Labeled-object pointing entries:
#####

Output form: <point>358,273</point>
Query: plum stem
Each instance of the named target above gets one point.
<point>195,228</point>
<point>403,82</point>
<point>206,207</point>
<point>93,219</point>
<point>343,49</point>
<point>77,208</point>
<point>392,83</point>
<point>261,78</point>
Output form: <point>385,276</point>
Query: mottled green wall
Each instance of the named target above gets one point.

#####

_Work to do_: Convert these records into a JSON list of strings, with one string for each line and blank lines omitted.

_Complete output_:
[
  "Output form: <point>358,273</point>",
  "Query: plum stem",
  "Each instance of the named target above gets one point.",
  "<point>195,228</point>",
  "<point>403,82</point>",
  "<point>206,207</point>",
  "<point>93,219</point>",
  "<point>343,49</point>",
  "<point>77,208</point>",
  "<point>392,83</point>",
  "<point>261,78</point>",
  "Output form: <point>385,276</point>",
  "Query: mottled green wall",
  "Each instance of the named target above gets one point."
]